Was erlaubt ist

Mitarbeiter legal bespitzeln

27.05.2009 von Christoph Rittweger
Unternehmen dürfen ihre Angestellten nur überwachen, wenn der rechtliche Rahmen stimmt. Auch die IT-Policy kann ihnen dazu umfassende Befugnisse einräumen.

"Überwachungsskandale" und "Rasterfahndungen" gegen Mitarbeiter durch Unternehmen sorgten in den vergangenen Wochen für Schlagzeilen. Die Öffentlichkeit übersieht dabei oft, dass Unternehmen dazu berechtigt und mitunter sogar verpflichtet sind, interne Ermittlungen anzustellen. Welche rechtlichen Beschränkungen Arbeitgeber bei der Mitarbeiterüberwachung beachten müssen und welche Möglichkeiten die derzeitige Rechtslage hergibt, soll dieser Beitrag anhand von Beispielen beleuchten.

Vorweg: Überwachungsmaßnahmen betreffen nahezu immer die Persönlichkeitsrechte der Mitarbeiter. Eine vollständige Kontrolle ist zwar stets unzulässig. Andererseits verfolgt der Arbeitgeber oftmals legitime Ziele. Im Einzelfall und durch die geschickte Setzung des rechtlichen Rahmens (beispielsweise durch Einführung einer guten IT-Policy) stehen ihm umfassende Befugnisse zur Überwachung und Kontrolle zu.

Mitlesen von E-Mails

Das erste Beispiel beschäftigt sich mit dem Verrat von Geschäftsgeheimnissen. Sie können heute schnell und unkompliziert per E-Mail aus dem Unternehmen "geschmuggelt" werden. Das betroffene Unternehmen lässt daher Wortfilter über sämtliche E-Mails der Mitarbeiter laufen und liest verdächtigen Datenverkehr mit.

Vorliegende Daten.
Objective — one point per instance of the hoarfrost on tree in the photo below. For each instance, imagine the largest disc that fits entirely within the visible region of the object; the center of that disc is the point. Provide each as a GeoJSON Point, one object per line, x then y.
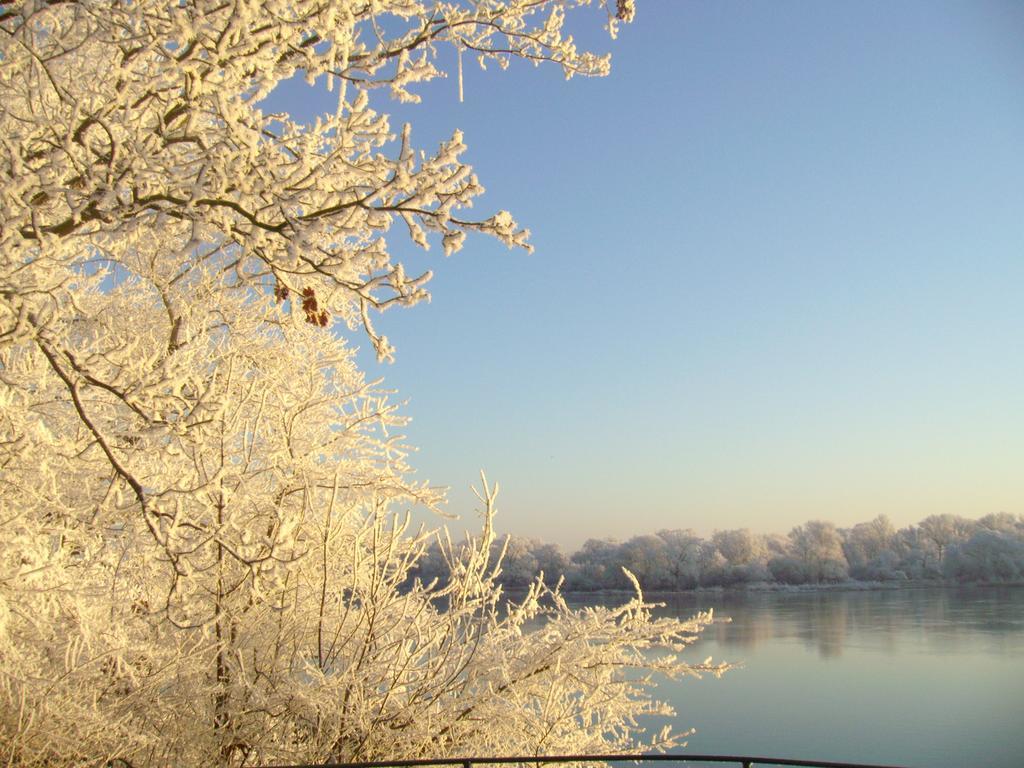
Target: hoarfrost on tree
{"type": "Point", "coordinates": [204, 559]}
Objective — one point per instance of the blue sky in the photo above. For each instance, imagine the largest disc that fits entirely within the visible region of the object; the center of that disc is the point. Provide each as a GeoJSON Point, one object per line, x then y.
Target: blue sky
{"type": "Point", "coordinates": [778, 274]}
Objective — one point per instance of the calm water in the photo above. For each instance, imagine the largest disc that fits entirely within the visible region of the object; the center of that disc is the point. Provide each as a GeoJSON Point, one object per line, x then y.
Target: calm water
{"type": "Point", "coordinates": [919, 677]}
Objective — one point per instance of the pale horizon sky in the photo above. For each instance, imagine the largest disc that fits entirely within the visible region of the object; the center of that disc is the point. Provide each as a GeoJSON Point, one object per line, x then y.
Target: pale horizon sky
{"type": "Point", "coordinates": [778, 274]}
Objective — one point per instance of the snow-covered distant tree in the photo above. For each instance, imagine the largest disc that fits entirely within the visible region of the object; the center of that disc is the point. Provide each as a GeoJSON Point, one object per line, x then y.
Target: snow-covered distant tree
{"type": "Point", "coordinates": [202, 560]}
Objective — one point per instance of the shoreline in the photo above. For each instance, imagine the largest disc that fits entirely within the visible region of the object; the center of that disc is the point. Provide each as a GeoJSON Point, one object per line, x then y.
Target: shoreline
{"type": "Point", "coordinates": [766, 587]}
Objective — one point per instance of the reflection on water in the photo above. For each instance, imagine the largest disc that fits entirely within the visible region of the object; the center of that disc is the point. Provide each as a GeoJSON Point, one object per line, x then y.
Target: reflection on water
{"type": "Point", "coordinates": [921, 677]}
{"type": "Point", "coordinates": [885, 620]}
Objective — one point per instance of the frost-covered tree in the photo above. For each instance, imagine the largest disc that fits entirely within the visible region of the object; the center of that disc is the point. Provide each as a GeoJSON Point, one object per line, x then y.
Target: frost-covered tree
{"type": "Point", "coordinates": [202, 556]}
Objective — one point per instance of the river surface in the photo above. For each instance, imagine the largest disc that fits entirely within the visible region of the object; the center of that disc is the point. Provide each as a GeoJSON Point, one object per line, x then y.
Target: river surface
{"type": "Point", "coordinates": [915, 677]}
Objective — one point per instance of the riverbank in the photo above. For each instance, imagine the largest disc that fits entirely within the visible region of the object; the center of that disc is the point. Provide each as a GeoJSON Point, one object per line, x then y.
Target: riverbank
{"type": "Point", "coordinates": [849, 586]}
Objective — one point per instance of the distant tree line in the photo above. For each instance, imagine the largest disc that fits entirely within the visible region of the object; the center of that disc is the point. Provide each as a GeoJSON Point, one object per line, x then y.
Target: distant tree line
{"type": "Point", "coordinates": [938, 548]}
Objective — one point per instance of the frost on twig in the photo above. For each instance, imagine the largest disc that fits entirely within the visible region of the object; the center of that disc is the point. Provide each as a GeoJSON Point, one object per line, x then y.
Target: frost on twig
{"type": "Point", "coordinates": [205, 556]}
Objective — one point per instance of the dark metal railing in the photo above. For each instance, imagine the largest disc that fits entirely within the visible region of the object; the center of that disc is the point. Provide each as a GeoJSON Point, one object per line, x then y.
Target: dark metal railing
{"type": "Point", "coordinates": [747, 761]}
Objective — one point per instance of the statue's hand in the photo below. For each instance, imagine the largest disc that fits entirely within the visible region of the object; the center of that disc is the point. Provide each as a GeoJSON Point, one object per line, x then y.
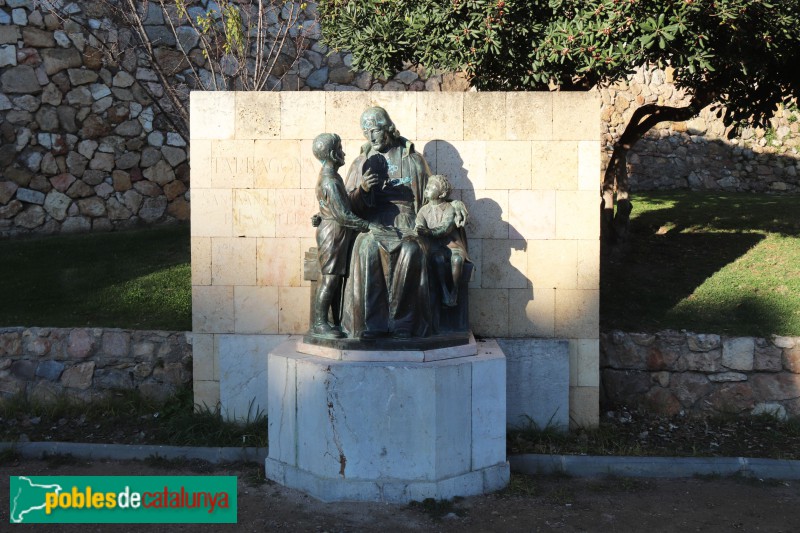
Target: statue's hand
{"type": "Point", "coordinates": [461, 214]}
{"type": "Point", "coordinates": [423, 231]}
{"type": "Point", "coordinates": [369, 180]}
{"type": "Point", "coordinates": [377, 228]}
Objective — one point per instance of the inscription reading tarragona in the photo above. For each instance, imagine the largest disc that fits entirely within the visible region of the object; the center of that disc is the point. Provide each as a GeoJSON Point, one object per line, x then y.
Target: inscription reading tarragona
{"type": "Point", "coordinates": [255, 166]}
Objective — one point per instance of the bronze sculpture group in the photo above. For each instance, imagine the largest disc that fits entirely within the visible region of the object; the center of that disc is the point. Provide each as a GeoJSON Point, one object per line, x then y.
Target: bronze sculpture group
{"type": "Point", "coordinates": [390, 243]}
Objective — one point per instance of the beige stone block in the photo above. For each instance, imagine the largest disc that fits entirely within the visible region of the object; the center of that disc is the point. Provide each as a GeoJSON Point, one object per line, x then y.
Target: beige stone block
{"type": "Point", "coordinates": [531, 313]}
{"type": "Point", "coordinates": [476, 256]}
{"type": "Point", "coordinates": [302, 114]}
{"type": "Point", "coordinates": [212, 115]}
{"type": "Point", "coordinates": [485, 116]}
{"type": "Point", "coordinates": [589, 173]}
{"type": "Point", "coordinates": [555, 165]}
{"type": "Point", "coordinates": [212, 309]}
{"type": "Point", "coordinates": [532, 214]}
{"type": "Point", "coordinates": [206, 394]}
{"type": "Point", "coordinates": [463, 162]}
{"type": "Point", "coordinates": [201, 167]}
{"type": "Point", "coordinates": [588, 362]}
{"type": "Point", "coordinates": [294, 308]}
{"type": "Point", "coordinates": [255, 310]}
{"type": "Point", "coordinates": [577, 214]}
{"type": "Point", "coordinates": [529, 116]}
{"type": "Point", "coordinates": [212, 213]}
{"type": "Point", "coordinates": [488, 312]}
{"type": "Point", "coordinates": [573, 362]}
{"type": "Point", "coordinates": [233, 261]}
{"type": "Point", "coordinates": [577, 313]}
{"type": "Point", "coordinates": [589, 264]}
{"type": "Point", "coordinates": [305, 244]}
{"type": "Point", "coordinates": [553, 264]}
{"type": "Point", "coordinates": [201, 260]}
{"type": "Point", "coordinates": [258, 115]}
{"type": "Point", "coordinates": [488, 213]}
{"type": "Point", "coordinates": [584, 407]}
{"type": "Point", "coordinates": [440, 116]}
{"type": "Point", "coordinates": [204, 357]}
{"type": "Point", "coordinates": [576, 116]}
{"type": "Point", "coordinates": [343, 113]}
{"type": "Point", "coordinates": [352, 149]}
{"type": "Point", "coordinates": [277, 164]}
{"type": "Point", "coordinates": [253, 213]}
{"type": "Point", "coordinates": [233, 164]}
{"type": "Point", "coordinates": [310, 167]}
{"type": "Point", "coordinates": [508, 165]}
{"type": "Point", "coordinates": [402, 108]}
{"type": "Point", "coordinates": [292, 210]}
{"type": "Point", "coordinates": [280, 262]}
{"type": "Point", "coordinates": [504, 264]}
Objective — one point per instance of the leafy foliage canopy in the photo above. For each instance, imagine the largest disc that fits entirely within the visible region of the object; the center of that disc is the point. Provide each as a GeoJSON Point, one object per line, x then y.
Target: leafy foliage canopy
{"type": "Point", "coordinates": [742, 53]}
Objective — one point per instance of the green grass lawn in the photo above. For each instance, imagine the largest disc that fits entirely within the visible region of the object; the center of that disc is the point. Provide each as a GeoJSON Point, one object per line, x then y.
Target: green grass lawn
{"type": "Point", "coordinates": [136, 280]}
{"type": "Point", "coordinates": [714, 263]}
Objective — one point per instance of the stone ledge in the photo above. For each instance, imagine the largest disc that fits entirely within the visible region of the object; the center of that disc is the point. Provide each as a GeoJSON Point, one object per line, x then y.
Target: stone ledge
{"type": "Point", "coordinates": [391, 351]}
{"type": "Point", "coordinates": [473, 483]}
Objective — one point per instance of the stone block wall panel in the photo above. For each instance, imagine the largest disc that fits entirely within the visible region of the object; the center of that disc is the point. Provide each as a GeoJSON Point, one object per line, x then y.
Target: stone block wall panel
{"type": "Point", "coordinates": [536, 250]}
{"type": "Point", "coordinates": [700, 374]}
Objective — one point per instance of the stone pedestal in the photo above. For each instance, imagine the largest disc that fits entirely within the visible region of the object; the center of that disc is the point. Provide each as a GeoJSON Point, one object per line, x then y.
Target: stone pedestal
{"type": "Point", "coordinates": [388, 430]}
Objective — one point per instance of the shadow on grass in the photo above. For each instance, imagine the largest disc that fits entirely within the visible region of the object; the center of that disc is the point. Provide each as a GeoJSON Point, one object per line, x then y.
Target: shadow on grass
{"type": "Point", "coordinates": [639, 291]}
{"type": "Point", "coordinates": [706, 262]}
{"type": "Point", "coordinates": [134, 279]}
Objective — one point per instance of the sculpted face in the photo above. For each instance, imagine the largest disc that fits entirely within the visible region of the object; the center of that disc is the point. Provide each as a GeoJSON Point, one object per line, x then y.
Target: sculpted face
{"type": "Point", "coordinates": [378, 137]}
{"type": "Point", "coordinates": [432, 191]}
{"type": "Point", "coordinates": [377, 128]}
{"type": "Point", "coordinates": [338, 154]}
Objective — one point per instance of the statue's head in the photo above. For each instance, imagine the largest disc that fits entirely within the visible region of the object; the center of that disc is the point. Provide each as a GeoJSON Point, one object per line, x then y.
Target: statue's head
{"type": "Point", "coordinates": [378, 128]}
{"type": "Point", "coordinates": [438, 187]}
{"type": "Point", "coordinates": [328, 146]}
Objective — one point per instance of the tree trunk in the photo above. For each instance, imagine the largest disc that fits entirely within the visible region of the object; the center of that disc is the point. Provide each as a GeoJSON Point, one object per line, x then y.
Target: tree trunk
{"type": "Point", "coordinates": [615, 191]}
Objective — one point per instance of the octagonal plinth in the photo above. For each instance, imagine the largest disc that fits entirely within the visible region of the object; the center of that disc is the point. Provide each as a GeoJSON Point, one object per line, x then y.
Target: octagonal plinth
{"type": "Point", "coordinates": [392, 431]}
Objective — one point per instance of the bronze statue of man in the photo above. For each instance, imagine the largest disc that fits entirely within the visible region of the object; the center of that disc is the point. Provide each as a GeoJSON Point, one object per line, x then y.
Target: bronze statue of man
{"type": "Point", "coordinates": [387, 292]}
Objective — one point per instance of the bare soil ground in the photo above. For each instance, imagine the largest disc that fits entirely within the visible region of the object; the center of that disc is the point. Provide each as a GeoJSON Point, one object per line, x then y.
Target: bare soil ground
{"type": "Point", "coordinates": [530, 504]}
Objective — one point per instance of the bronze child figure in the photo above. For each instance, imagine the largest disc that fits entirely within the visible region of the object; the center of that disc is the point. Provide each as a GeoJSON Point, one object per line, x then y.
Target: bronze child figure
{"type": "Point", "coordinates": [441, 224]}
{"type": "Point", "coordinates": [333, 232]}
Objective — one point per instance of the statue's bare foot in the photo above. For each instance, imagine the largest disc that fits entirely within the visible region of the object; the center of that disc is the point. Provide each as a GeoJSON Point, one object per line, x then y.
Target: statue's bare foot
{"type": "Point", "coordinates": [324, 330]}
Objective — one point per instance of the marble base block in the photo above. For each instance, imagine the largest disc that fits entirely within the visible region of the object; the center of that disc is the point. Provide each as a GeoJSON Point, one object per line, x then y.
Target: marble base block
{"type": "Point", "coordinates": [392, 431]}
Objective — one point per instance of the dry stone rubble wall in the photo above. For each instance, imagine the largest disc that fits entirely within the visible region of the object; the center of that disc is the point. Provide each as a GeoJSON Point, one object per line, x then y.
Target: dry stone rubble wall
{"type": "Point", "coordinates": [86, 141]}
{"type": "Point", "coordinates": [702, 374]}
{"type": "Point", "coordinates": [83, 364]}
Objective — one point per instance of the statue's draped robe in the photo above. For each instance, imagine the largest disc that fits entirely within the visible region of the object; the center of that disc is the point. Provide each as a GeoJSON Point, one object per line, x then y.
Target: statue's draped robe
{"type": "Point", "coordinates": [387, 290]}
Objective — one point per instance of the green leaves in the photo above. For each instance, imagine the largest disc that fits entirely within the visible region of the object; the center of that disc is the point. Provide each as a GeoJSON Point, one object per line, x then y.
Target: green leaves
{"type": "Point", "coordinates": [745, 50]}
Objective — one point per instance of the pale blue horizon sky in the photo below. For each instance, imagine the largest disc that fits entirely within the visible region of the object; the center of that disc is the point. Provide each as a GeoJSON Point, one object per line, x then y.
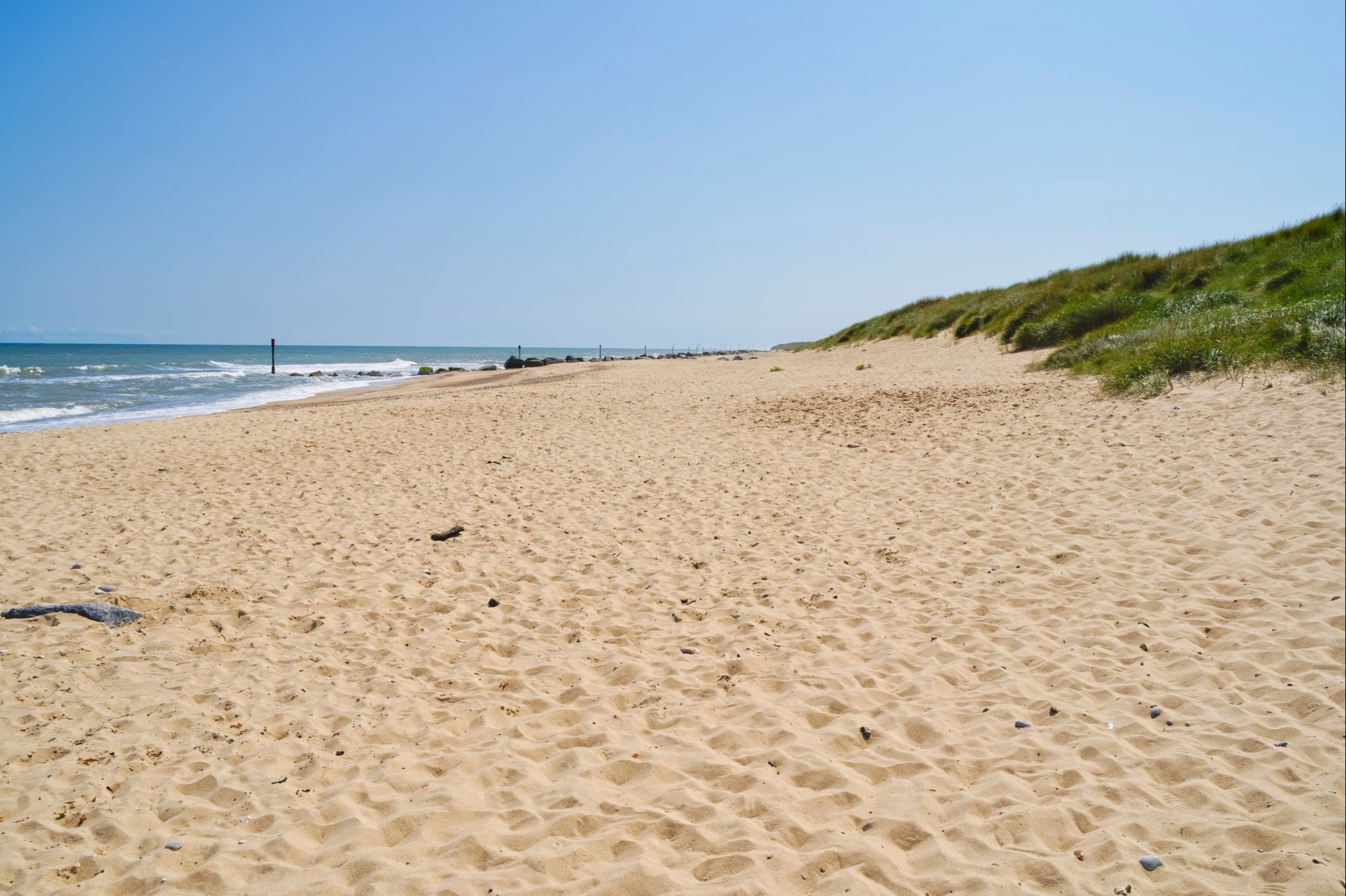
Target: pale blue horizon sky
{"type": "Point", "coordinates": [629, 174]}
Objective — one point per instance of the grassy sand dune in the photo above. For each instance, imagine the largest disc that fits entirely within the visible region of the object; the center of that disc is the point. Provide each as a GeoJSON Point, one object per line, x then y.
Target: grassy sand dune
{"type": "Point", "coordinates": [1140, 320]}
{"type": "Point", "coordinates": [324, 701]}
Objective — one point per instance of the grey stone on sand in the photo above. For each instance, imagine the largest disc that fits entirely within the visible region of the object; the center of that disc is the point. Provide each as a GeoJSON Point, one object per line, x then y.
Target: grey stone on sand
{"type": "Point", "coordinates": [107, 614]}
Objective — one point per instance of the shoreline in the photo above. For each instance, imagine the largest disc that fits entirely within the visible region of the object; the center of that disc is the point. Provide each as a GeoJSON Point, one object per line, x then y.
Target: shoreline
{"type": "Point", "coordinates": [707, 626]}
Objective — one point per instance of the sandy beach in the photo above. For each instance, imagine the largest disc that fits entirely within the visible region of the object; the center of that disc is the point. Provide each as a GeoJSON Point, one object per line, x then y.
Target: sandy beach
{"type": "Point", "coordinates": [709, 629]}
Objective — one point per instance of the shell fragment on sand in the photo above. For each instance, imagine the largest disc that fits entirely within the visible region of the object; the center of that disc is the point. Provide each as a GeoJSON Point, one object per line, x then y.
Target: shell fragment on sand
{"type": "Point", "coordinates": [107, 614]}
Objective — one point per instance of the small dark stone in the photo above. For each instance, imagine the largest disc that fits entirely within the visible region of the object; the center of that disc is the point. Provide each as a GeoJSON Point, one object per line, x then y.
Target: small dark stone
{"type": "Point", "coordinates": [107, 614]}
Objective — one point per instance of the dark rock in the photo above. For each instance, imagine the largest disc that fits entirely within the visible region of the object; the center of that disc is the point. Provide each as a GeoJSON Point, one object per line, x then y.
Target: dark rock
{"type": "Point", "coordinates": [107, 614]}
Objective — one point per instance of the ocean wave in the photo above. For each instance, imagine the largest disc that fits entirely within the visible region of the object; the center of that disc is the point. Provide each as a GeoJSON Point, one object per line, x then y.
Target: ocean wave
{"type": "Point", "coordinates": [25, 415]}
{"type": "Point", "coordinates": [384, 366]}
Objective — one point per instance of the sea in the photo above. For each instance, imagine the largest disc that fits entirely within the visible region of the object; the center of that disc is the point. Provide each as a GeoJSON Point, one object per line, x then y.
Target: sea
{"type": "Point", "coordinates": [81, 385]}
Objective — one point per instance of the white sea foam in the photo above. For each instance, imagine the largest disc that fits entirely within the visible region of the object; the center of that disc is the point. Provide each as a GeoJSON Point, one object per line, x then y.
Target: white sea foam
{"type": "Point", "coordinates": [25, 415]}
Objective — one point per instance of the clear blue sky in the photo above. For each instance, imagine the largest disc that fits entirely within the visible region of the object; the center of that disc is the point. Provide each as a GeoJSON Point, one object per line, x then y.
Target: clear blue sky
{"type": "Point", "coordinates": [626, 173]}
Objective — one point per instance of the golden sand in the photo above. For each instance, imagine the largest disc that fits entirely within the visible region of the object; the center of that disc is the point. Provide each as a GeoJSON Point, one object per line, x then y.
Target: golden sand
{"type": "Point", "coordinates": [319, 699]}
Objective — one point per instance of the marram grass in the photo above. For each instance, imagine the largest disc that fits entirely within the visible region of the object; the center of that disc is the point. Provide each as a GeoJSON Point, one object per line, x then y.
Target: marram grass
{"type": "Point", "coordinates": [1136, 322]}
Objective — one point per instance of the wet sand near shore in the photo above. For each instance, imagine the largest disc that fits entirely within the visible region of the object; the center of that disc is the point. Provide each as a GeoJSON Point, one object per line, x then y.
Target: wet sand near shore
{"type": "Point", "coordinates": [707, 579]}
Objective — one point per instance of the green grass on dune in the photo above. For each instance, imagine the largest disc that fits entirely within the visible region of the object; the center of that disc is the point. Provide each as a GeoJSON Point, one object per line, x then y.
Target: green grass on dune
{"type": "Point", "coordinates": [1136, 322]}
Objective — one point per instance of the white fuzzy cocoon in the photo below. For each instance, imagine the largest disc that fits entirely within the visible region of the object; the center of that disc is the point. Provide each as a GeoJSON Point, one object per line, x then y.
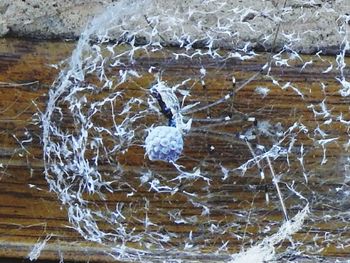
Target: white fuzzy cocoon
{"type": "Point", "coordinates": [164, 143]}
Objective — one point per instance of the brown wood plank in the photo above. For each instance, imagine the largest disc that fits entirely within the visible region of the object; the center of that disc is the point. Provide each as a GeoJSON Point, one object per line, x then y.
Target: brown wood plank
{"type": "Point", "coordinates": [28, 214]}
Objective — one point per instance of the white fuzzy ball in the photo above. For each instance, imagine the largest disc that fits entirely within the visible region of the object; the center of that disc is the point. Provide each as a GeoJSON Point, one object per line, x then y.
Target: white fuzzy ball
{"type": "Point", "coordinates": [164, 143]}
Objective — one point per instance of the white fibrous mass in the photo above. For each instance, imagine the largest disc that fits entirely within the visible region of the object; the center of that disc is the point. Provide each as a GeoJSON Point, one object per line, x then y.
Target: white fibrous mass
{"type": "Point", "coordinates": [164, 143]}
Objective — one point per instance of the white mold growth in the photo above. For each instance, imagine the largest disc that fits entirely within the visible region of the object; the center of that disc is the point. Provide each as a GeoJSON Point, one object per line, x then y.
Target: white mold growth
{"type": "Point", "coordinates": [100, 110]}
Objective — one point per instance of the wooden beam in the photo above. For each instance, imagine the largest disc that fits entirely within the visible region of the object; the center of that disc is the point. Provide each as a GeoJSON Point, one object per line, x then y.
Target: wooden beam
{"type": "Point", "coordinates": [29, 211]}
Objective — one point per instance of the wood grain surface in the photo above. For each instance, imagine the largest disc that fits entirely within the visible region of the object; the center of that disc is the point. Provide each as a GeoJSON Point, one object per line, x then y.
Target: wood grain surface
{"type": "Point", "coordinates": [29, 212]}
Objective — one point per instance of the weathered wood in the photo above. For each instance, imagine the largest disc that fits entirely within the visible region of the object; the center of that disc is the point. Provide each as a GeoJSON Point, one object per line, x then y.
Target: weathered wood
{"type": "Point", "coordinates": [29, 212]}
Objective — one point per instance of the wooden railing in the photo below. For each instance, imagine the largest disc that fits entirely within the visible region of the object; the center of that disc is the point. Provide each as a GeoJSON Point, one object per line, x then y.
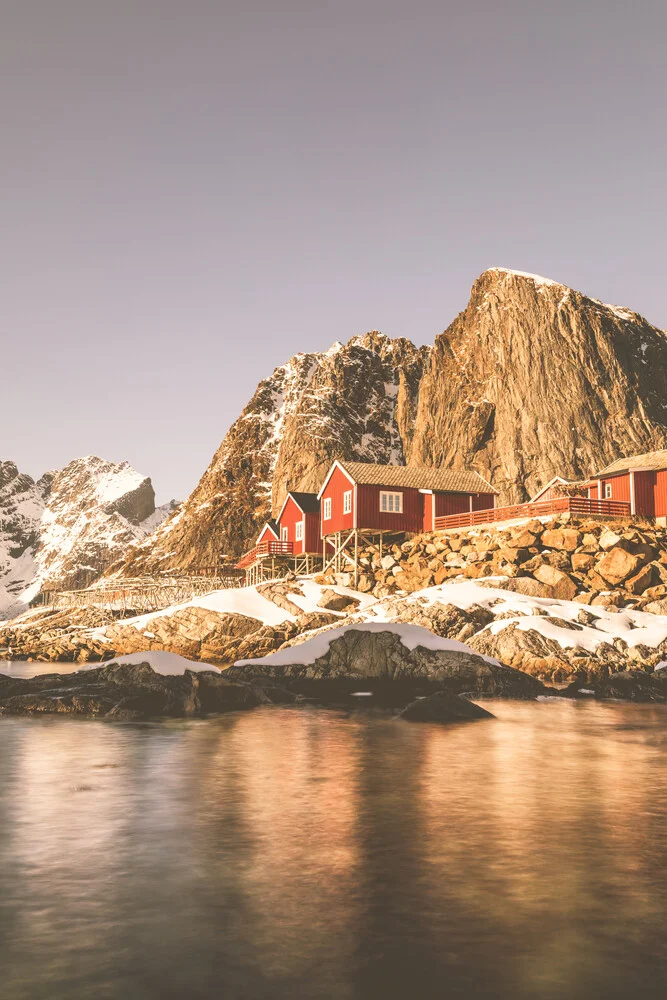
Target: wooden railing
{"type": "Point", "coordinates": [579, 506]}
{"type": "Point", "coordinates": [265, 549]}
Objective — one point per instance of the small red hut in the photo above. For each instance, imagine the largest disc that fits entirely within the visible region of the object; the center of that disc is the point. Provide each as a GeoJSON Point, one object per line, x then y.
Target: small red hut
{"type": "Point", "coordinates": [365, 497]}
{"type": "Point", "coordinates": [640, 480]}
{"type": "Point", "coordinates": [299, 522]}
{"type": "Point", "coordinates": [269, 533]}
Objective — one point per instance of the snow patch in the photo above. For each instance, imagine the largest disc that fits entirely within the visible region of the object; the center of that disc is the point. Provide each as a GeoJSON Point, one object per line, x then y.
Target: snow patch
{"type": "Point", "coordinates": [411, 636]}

Aufgabenübersicht.
- 1) Welche Form der Überwachung ist laut dem Lesetext zur Mitarbeiterüberwachung stets unzulässig?
- 2) Setzen Sie den Lesetext zur Mitarbeiterüberwachung nach seinem letzten Satz fort.

Lösungen.
- 1) Eine vollständige Kontrolle der Mitarbeiter.

- 2)
Das ist in dieser Form illegal. Prinzipiell ist der Kampf gegen Betriebsspionage legitim, allerdings sind hier auch die Rechte des Arbeitnehmers berührt: Ist die private Nutzung des E-Mail-Systems gestattet oder geduldet, so unterliegen private E-Mails dem Fernmeldegeheimnis. Liest der Unternehmer den E-Mail-Verkehr dennoch mit, verstößt er nicht nur gegen das Datenschutzrecht, sondern macht sich auch strafrechtlich angreifbar. Selbst wenn die private Nutzung des E-Mail-Systems verboten ist, lässt sich eine Totalüberwachung per Wortfilter dem Gesetz nach nicht rechtfertigen. Hier ist zumindest das Recht auf informationelle Selbstbestimmung der Mitarbeiter betroffen, das eine lückenlose Totalüberwachung verbietet. Der Arbeitgeber darf lediglich stichprobenartig E-Mails kontrollieren, um sicherzustellen, dass keine Unternehmensgeheimnisse per E-Mail an Dritte gelangen.

Da eine zulässige Stichprobenkontrolle keinen wirksamen Schutz gegen Missbrauch bietet, empfiehlt es sich, eine IT-Policy im Unternehmen einzuführen. Sie ist in der Regel mitbestimmungspflichtig und sollte die private Nutzung des E-Mail-Systems entweder verbieten oder von der Zustimmung zu Kontrollen abhängig machen. Wichtig: Alle betroffenen Mitarbeiter müssen detailliert über die Kontrollen Bescheid wissen.

Pro und kontra Rasterfahndung

Der Unternehmer im zweiten Beispiel will Korruption und Untreue in seinem Unternehmen bekämpfen. Dazu vergleicht er automatisch die Kontonummern von Zulieferern mit denen seiner Mitarbeiter. Sollte eine Kontonummer in beiden Datenbeständen auftauchen, liegt der Verdacht nahe, dass der Mitarbeiter Unternehmensgelder abzweigt.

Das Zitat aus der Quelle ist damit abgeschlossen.